START GIVEN RECORDS

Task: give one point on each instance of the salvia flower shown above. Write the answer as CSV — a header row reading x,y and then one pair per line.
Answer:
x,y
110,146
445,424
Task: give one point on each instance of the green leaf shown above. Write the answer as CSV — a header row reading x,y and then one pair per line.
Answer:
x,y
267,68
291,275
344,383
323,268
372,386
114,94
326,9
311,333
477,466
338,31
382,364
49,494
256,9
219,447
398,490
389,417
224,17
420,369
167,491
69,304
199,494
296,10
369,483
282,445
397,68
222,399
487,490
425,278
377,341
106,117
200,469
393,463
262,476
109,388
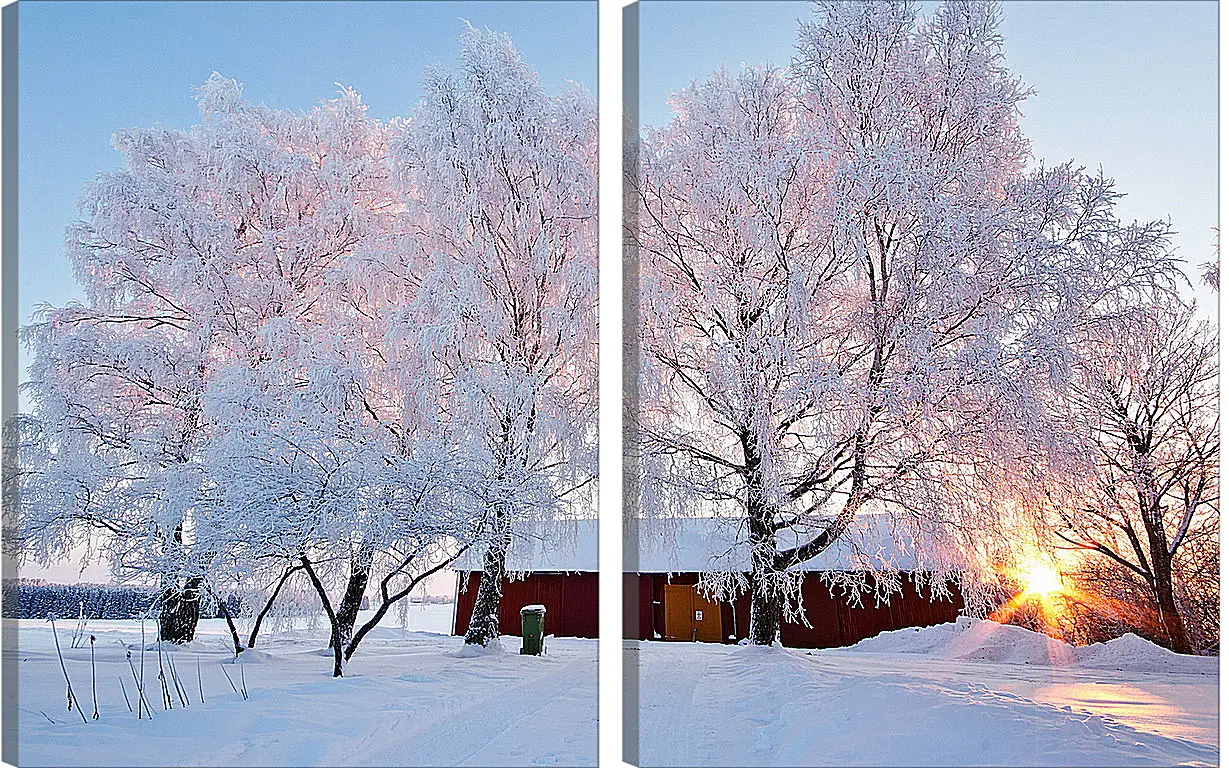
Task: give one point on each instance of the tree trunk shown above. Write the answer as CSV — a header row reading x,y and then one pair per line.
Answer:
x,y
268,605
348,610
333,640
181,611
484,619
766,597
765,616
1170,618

END GIVEN RECORDS

### DIRECTIONS
Transcribe, word for word, only the material from its opening line through the line containing "Task: give one point on each instance of the tree", both ends included, and omit the pictures.

### RESPONSE TO THE EXERCISE
Task: give one point on each instance of the salvia flower shown above. Write the answer as CSV — a header row reading x,y and then one pair per line.
Answer:
x,y
110,146
445,424
Task: give one point on each instance of the green leaf shown above. Write the answer as CSV — a header row reading x,y and then one pair per line.
Answer:
x,y
267,68
291,275
344,383
323,268
372,386
114,94
326,9
311,333
477,466
338,31
382,364
49,494
256,9
219,447
398,490
389,417
224,17
420,369
167,491
69,304
199,494
296,10
369,483
282,445
397,68
222,399
487,490
425,278
377,341
106,117
200,469
393,463
262,476
109,388
Task: give one point on each instance of the tree trunk shown above. Write the answer as CSV — a header row reading x,y and then one pair per line.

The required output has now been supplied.